→ Photo-based referring expression data:
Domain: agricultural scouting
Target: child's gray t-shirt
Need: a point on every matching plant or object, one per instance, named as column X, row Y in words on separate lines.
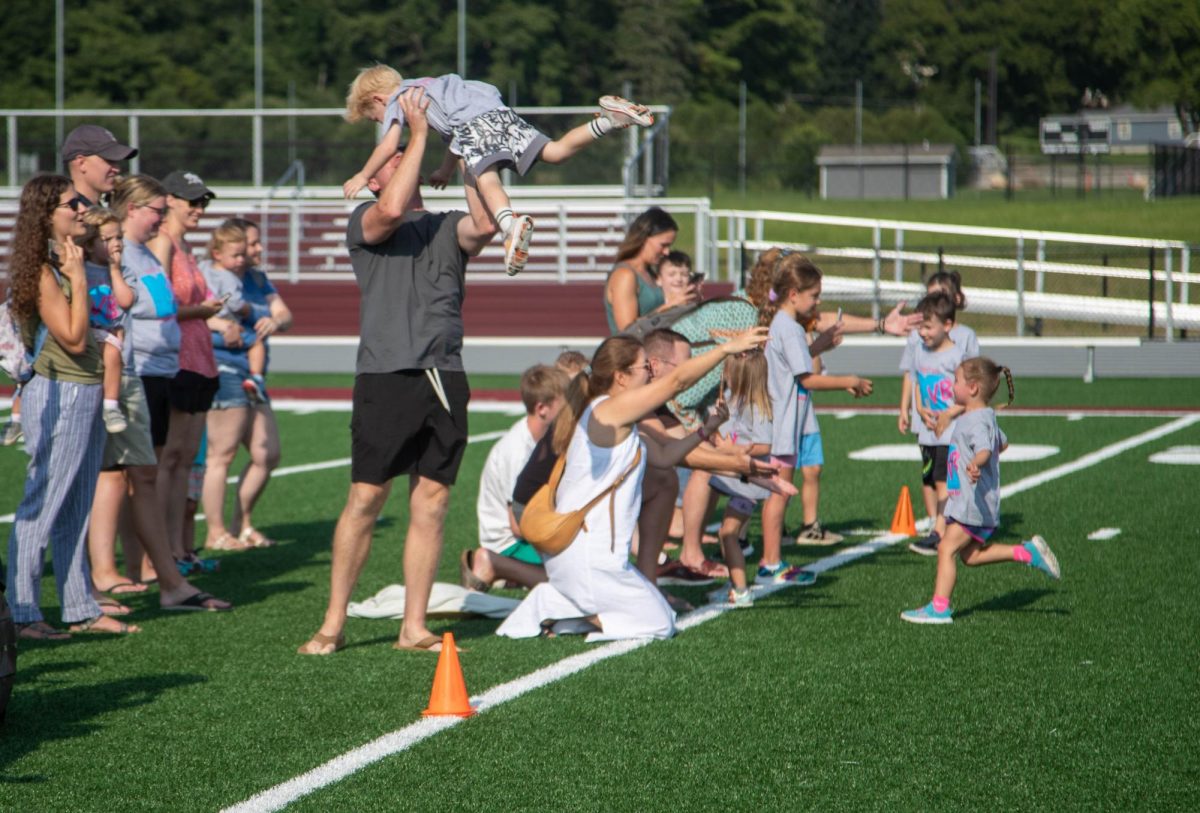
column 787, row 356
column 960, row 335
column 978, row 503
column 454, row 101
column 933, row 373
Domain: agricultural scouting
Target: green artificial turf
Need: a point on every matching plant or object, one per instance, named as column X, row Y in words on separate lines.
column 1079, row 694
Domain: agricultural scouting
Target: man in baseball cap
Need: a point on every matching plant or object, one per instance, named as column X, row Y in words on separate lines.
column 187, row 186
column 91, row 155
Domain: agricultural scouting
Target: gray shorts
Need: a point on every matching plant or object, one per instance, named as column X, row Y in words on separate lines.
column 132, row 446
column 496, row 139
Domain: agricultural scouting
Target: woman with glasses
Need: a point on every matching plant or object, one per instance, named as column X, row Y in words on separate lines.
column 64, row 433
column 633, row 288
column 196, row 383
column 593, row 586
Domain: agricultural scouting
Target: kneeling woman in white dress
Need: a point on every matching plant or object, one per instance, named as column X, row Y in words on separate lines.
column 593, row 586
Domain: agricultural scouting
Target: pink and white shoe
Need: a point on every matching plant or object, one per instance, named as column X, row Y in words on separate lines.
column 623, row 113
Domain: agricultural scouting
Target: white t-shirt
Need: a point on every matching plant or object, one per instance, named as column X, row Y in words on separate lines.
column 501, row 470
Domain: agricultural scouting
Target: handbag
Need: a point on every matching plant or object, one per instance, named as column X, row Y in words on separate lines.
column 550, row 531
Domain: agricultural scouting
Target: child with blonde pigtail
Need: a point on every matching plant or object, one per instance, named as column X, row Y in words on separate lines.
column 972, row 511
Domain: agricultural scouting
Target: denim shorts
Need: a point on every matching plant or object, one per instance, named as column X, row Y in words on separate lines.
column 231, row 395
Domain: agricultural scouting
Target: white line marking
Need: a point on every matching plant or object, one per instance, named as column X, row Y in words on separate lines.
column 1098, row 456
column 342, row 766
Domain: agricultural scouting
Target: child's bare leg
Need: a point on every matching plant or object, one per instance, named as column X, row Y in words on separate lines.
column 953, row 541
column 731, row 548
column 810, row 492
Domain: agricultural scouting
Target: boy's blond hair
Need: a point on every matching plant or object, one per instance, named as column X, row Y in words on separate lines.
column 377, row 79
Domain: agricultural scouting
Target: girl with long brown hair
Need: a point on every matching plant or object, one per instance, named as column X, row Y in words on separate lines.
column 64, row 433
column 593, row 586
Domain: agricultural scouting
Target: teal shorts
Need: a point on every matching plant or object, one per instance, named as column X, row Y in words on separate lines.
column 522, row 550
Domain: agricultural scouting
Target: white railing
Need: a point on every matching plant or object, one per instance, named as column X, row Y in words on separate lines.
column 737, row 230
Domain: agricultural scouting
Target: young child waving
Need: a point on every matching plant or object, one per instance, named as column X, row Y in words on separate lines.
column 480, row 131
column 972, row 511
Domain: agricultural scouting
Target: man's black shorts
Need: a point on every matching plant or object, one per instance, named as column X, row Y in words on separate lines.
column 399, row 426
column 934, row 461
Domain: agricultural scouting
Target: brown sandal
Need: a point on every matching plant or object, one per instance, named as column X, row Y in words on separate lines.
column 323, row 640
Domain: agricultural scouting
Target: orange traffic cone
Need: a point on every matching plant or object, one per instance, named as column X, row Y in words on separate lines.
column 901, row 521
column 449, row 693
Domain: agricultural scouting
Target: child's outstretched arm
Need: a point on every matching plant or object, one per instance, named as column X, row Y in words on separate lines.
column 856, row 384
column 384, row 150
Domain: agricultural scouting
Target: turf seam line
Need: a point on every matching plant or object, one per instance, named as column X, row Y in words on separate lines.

→ TASK INSTRUCTIONS:
Please return only the lines from the top of the data through the line with "Target: white t-shirt", exactly as written, and drop every picture.

→ REPLY TO THE TASK:
Domain: agricultural scouting
Target: child's gray t-shirt
Need: a point on every matching plant or object, one per instance, named as column X, row Y in words on separate lines.
column 787, row 356
column 960, row 335
column 978, row 503
column 454, row 101
column 933, row 373
Domain: agricultural scouting
Target: green artificial turf
Need: a point on every matching plant or object, one per instance, named as column X, row Y in words on separate lines.
column 1079, row 694
Domain: agricultural scouting
Target: man in baseball cap
Need: a point on every matching plant or object, one per instance, named as column X, row Y in words on separate lines.
column 187, row 186
column 91, row 155
Domain: agricultural scouting
Target: gray shorts
Need: a point on every matching plant or object, one per instance, named as column X, row Y in words on separate lines.
column 132, row 446
column 496, row 139
Domain: agricultural scouting
Target: woman with glasses
Need: a point on every matching plant or object, one per instance, named as column X, row Y in words on separate lines.
column 64, row 433
column 633, row 288
column 196, row 383
column 593, row 586
Domain: agricultural scouting
Target: kneeling woman in white dress
Need: a point on every matching plant or object, one per instance, named as column X, row Y in words on separate lines.
column 593, row 586
Domain: agricultural scouting
Target: pink and white shoe
Need: a point on every matching plant or object, one per instance, named as column X, row Y in words on separate lines.
column 623, row 113
Domain: agricultural scouting
Target: white t-shirt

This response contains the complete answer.